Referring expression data
○ ○ ○ ○
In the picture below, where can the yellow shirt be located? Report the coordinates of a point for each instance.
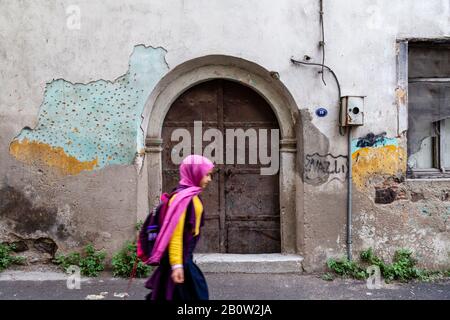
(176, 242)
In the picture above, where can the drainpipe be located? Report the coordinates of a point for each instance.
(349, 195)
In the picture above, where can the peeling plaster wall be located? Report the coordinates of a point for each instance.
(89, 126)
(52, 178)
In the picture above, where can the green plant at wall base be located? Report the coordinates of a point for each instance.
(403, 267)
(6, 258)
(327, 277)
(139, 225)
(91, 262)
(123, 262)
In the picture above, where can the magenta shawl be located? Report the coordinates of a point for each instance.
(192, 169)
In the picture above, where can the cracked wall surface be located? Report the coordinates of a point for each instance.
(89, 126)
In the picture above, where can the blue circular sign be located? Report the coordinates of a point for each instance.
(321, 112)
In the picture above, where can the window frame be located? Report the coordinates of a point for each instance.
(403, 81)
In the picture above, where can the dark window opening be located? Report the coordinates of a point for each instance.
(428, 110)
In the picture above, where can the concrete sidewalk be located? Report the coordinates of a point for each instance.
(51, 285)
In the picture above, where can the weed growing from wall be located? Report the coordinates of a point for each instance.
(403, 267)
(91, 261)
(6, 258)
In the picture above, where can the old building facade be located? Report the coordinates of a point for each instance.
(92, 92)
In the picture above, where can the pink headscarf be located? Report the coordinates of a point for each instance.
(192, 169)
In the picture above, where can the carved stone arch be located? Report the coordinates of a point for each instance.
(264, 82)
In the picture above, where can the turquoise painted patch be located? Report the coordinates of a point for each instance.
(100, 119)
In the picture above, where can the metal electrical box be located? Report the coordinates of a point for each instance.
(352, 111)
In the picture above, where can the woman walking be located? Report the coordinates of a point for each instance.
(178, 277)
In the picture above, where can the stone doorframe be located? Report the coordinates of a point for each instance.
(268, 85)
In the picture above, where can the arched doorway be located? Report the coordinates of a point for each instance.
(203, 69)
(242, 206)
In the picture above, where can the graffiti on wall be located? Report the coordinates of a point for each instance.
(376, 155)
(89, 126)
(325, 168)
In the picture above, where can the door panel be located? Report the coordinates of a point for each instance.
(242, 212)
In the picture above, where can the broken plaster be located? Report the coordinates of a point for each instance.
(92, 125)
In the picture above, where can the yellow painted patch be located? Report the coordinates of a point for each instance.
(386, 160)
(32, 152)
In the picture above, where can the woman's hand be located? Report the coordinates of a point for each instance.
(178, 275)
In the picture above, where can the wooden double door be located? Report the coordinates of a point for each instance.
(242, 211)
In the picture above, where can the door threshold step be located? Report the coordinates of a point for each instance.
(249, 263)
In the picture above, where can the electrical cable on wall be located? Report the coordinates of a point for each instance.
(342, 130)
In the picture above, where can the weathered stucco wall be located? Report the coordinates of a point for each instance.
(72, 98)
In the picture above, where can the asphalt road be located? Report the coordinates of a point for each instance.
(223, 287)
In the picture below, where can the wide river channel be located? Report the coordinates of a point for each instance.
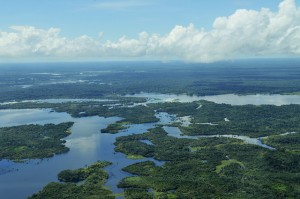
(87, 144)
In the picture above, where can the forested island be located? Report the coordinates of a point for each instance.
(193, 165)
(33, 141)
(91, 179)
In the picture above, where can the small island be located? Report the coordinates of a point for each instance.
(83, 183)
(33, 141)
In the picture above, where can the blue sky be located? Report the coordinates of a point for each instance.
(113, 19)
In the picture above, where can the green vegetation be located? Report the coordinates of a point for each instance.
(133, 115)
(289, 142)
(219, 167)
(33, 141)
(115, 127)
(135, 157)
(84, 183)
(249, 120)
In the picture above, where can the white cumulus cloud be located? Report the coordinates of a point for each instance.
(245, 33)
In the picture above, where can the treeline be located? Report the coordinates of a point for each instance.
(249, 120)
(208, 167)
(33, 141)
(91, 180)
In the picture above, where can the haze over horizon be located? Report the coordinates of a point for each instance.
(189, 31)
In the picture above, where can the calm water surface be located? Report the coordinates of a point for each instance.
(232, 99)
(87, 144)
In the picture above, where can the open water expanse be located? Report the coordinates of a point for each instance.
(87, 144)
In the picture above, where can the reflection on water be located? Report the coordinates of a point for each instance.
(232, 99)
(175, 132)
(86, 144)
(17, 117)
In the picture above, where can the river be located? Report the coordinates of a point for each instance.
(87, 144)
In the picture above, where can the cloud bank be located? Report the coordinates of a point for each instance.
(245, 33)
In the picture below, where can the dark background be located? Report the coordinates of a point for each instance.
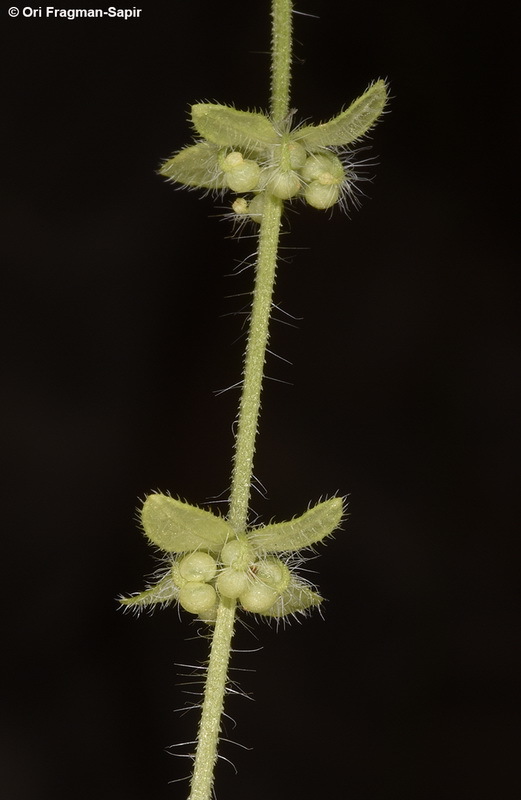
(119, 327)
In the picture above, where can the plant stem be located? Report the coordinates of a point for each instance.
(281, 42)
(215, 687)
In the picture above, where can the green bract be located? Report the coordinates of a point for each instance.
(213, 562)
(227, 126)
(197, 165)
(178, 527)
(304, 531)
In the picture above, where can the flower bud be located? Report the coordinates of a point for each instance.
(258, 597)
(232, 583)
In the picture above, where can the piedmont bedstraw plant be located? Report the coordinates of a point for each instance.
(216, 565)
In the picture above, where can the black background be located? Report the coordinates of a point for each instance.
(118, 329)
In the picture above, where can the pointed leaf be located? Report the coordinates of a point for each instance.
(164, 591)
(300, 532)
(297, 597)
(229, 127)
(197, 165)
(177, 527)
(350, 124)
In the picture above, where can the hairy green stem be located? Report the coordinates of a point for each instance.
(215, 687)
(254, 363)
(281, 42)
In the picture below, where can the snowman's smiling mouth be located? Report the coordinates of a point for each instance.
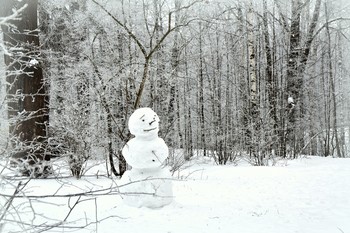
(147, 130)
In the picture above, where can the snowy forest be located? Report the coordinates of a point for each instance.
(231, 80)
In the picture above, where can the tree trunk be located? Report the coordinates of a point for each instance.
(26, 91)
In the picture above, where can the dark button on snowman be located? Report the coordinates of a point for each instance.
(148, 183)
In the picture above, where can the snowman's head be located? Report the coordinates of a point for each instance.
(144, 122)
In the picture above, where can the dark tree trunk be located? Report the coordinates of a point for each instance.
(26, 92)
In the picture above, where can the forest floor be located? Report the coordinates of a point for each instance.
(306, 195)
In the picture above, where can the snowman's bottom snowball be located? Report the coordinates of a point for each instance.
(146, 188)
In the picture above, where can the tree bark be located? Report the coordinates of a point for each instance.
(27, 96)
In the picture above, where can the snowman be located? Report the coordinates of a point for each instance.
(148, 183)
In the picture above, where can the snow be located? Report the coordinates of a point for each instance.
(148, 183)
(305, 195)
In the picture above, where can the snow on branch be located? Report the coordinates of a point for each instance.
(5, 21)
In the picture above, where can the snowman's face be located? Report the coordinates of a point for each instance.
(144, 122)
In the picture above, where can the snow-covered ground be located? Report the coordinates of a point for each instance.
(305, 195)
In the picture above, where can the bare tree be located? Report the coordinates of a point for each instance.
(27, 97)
○ ○ ○ ○
What to work on
Without including any pictures, please restate all the records exactly.

Answer section
In the picture below, where can the yellow shirt be located? Report the coordinates of a point for each instance.
(176, 242)
In the picture above, where can the drainpipe be located? Report the coordinates of a point for each instance.
(349, 195)
In the picture above, where can the peeling plaster wall be located? Report the coordinates of a point for each instance.
(89, 126)
(52, 178)
In the picture above, where can the green plant at wall base be located? Report the coordinates of a point for each instance.
(403, 267)
(6, 258)
(327, 277)
(139, 225)
(91, 262)
(123, 262)
In the picture above, where can the magenta shawl be located? Report the coordinates of a point for each instance.
(192, 169)
In the picture above, where can the cracked wall surface be located? Report the coordinates of a point for each instance.
(89, 126)
In the picture above, where can the blue circular sign be located? Report the coordinates of a point for each instance.
(321, 112)
In the picture above, where can the window frame be located? Report the coordinates of a point for each instance.
(403, 81)
In the picture above, where can the dark window opening be located? Report the coordinates of a point for each instance.
(428, 110)
In the picture above, where can the concrete sidewalk be located? Report the coordinates of a point for each instance.
(51, 285)
In the picture above, where can the weed growing from wall be located? Report the coordinates of a point for each instance.
(403, 267)
(91, 261)
(6, 258)
In the picture above, where can the old building facade be located? Report the coordinates of a point for each instance.
(92, 92)
In the picture above, where can the pink headscarf be located? Report the coordinates of a point for each instance.
(192, 169)
In the picture above, where can the carved stone arch be located? Report the coordinates of a point for each instance.
(264, 82)
In the picture above, where can the turquoise painted patch be located? Report the coordinates of a point for each instance.
(100, 119)
In the picture above, where can the metal electrical box be located? Report the coordinates of a point for each instance.
(352, 111)
In the picture above, where can the woman walking be located? Report the coordinates of a point for each instance.
(178, 277)
In the picture above, where can the stone doorframe be located? Report the coordinates of a point for each instance.
(268, 85)
In the picture above, where can the arched doorway be located? Report the coordinates of a point for each instance.
(203, 69)
(242, 206)
In the picture above, where can the graffiti on wall be located? Report the coordinates of a point for each instance.
(376, 155)
(89, 126)
(325, 168)
In the picture above, where can the door panel be located? Report the coordinates of a point for each instance.
(242, 212)
In the picture above, where can the broken plaster be located? Report the coordinates of a point for each instance.
(92, 125)
In the picture above, where can the yellow painted patch be located? Report the coordinates of a point for each instance.
(386, 160)
(32, 152)
In the picture above, where can the woman's hand be located? Report the coordinates of a point for each instance.
(178, 275)
In the picture above, where can the wooden double door be located? Report the coordinates of a point for each instance.
(242, 211)
In the picture above, where can the door threshold step be located? Report the coordinates of a point for each instance.
(249, 263)
In the picture above, where can the electrical cable on wall be located? Report the coordinates of a point for each instance.
(342, 130)
In the picture above, where can the weathered stucco wall be located? Report the coordinates of a point for each instance.
(72, 98)
In the picture above, where can the asphalt road be located? Report the coordinates of a point for each instance.
(223, 287)
In the picture below, where can the wide river channel be located? Report the coordinates of a point for each instance.
(87, 144)
In the picture above, where can the forested island be located? Report the coordinates of a point for each instance.
(193, 165)
(33, 141)
(91, 179)
In the picture above, where can the small island be located? Report the coordinates of a point for each instance.
(83, 183)
(33, 141)
In the picture above, where can the blue sky be located? Report the coordinates of a point for each instance.
(113, 19)
In the picture above, where can the green vegetation be located? Report the coordinates of a point for each instance.
(133, 115)
(289, 142)
(219, 167)
(33, 141)
(115, 127)
(135, 157)
(84, 183)
(249, 120)
In the picture above, where can the white cumulus cloud be located? Report the coordinates of a point for each instance.
(245, 33)
In the picture above, where can the treeline be located? Report the coordinates of a point for each instance.
(249, 120)
(208, 167)
(33, 141)
(91, 180)
In the picture above, where can the haze over horizon be located? Report the coordinates of a point for each instance.
(189, 31)
In the picture above, where can the calm water surface be located? Report the coordinates of a point for each instance.
(232, 99)
(87, 144)
In the picture above, where can the open water expanse be located? Report the coordinates of a point for each instance.
(87, 144)
In the picture above, where can the reflection on water be located? Report the coordinates of a point for each instance.
(232, 99)
(175, 132)
(86, 144)
(17, 117)
In the picture above, where can the river be located? Report the coordinates of a point for each instance.
(87, 144)
In the picture above, where can the cloud bank be located? Report the coordinates of a point for each instance.
(245, 33)
In the picture below, where can the dark background be located? Report the coordinates of a point for each instance.
(119, 327)
In the picture above, where can the plant stem be located? Report the coordinates of a point for each instance.
(281, 42)
(215, 687)
In the picture above, where can the green bract be located? Report the coordinates of a point for each instance.
(213, 562)
(227, 126)
(197, 165)
(178, 527)
(304, 531)
In the picture above, where can the flower bud be located? Report the coordinates of a point for each instance.
(258, 597)
(232, 583)
In the picture above, where can the piedmont bedstraw plant be located? Report the coordinates of a point for each instance.
(216, 565)
In the picture above, where can the black background be located? Report the coordinates of a point for each instance.
(118, 329)
In the picture above, where can the pointed leaf be located? Report the coordinates of a point for each instance.
(164, 591)
(300, 532)
(297, 597)
(229, 127)
(197, 165)
(177, 527)
(350, 124)
In the picture above, where can the hairy green stem be located? Report the coordinates of a point for each instance.
(215, 687)
(254, 363)
(281, 42)
In the picture below, where can the snowman's smiling mouth be located? Report the coordinates of a point for each instance.
(147, 130)
In the picture above, where can the snowy forest be located? Report the coordinates of a point for each instance.
(231, 80)
In the picture above, where can the tree trunk be located? Report the coordinates of a point for each instance.
(26, 91)
In the picture above, where can the dark button on snowman be located? Report the coordinates of a point for each instance.
(148, 183)
In the picture above, where can the snowman's head be located? Report the coordinates of a point for each instance.
(144, 122)
In the picture above, where can the dark tree trunk be located? Report the coordinates of a point for each instance.
(26, 92)
In the picture above, where can the forest floor be located? Report the coordinates of a point for each instance.
(306, 195)
In the picture above, where can the snowman's bottom snowball be located? Report the coordinates of a point for each instance.
(146, 188)
In the picture above, where can the tree bark be located? Report the coordinates of a point for each instance.
(27, 96)
In the picture above, where can the snowman be located? Report the coordinates of a point for each instance.
(148, 183)
In the picture above, where can the snow be located? Report the coordinates of a point for each instance.
(148, 183)
(305, 195)
In the picture above, where can the snow on branch be located? Report the coordinates of a point for each instance.
(5, 21)
In the picture above, where can the snowman's face be located? Report the coordinates of a point for each instance.
(144, 122)
In the picture above, where can the snow-covered ground be located? Report the coordinates of a point for each instance.
(305, 195)
In the picture above, where can the bare tree be located? Report the coordinates of a point for each instance.
(27, 97)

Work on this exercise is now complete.